Return the records exactly as they are.

(Coordinate annotation records)
====
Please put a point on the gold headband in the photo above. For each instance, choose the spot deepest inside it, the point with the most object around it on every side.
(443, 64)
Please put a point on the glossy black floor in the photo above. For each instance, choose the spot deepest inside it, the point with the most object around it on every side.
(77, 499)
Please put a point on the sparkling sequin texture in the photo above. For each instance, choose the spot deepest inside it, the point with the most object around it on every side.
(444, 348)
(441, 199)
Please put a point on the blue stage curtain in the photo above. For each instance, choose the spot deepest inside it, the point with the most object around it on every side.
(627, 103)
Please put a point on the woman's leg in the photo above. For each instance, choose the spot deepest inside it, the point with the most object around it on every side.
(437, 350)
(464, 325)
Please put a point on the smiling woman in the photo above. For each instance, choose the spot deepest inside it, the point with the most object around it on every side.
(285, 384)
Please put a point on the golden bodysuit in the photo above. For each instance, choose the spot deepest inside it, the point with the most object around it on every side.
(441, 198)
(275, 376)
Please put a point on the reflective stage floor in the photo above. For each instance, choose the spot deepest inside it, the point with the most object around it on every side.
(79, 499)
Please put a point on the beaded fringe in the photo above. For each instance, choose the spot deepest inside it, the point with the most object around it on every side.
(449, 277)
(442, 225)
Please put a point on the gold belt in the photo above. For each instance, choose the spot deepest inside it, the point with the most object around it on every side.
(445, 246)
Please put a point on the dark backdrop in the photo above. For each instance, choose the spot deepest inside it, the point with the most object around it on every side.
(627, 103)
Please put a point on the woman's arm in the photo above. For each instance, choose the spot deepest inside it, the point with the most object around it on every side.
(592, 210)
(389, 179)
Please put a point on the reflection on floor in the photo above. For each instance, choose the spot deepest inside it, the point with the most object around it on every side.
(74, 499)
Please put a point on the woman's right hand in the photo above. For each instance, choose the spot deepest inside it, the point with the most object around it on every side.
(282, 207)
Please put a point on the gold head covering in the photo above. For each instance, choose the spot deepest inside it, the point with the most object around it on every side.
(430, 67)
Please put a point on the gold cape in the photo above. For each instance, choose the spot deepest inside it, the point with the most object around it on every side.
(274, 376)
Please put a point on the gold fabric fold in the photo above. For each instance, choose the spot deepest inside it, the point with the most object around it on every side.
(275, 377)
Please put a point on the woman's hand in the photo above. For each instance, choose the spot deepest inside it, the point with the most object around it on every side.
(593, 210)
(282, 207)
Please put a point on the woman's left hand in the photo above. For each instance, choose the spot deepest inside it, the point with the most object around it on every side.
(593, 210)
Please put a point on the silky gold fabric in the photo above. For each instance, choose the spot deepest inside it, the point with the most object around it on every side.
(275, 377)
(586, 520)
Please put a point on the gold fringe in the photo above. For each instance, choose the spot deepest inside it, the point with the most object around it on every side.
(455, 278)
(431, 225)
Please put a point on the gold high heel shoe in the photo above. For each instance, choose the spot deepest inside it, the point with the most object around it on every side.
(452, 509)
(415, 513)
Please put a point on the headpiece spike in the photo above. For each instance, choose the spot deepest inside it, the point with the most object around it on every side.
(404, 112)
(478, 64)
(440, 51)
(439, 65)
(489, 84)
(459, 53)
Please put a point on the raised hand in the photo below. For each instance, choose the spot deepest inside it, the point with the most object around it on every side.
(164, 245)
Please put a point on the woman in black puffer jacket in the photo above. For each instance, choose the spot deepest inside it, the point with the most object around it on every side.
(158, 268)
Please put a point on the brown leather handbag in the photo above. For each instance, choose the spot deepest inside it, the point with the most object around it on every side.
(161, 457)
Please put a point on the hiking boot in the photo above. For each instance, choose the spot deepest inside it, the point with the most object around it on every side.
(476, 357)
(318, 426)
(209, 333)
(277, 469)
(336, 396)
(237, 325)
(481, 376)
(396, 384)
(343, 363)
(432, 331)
====
RESULT BELOW:
Please put a point on the gold headband in the photo above. For each instance, choose the spot deepest inside it, the point with the most object around it on every side.
(443, 64)
Please put a point on the glossy black floor in the photo above. For each instance, choose the spot deepest inside it, the point with the most object around it on every side.
(77, 499)
Please put a point on the sparkling sequin texture in the photo above. For each instance, choose the spot deepest inside it, the point with the most object around it on every side.
(444, 348)
(441, 199)
Please put a point on the blue stage curtain in the photo above. For each instance, choose the spot deepest inside it, the point with the most object around it on every side.
(627, 103)
Please put a point on the woman's leg in the photo above. For each instance, choose the spot deepest inside it, the point with the most object around it on every side.
(437, 350)
(464, 325)
Please put a point on the smiling woman in the photo above. For each instance, choose the spot deepest inside it, the point with the most object around it on every side.
(285, 384)
Please put a point on the golden bodysuit in the photo above. For each instance, choose the spot deepest inside it, the point with the most object around it on every side.
(441, 198)
(275, 376)
Please put a point on the reflective stage floor in the photo above. For each instance, choose the spot deepest inside it, the point with the most object around it on every side.
(79, 499)
Please put a point on the beaded fringe in the photo above. For each instance, choose the spot deepest inside it, the point with the most object around it on every side.
(449, 277)
(442, 225)
Please put a point on the gold belt in the photo above. For each instance, choose the spot deepest inside it, the point with the most object around it on every side.
(445, 246)
Please put a point on the dark backdrop in the photo above. For each instance, choose the spot deepest inside it, the point with the most object around it on every side.
(627, 103)
Please put a point on the woman's arm in the photo above. For each instance, choose the spot deepest inside it, the point with the most object around it on every side.
(592, 210)
(389, 179)
Please put a point on the reflection on floor in the photo above. For each instance, choose the spot deepest inside it, the point with the most object around it on every side.
(74, 499)
Please put a point on the woman's right hand in the photo above. For each instance, choose the spot deepest inside it, the point with the most object around it on every side.
(282, 207)
Please put a point on the gold head covering in the photo above. For each instance, choose the spot deepest inside it, the point with the most object around it on every side.
(430, 67)
Please put a point on the gold cape in the photo above. For each instance, choose the spot deepest inside it, the point with the most object around it on every side.
(274, 376)
Please put a point on the gold fabric fold in the photo above. For each instance, choose the spot deepest inside it, the point with the most object around it on every side.
(275, 377)
Please put a point on the woman's hand in the photo above. For each instance, choose the spot deepest inside it, the point with the most object around it on every side.
(593, 210)
(282, 207)
Please put a point on the woman's left hand in the photo above. For each instance, choose the spot deepest inside it, the point with the most object around it on every side.
(593, 210)
Please put a point on the silky gold fabric in the photo above. For each instance, choose the spot deepest inside it, the point with the most object around it on every side.
(275, 377)
(586, 520)
Please put a point on the gold fringe in the photo above. For each instance, choose the spot deepest inside it, the point with the most object around it on every side.
(455, 278)
(431, 225)
Please put a point on the gold high heel shoe in the photo above. For each instance, choose the spot deepest inside it, the point with the most object around it on every side.
(452, 509)
(415, 513)
Please put a point on the headpiece spike in the photo above. For each instance, choose the spot deepest inside it, the point with the most object around it on every side.
(404, 112)
(478, 64)
(440, 51)
(439, 65)
(489, 84)
(459, 53)
Please put a point on the raised hand in the photo below. For each instance, choose the spot deepest inside it, the point with the most object around it on every side.
(164, 245)
Please put a point on the woman in black puffer jacket in the photo above. For each instance, choose the spot deepest inside it, the point with the most object around it on every side.
(158, 268)
Please put a point on the brown leather handbag in the photo above. For each instance, choose the spot deepest inside it, the point with the most object around it on every side.
(161, 457)
Please put a point on the hiking boot in the photo above. For each instance, choose the spot deepest inside it, the point with the most object around it on every side.
(476, 357)
(318, 426)
(209, 333)
(277, 469)
(336, 396)
(237, 325)
(481, 376)
(396, 384)
(343, 363)
(432, 331)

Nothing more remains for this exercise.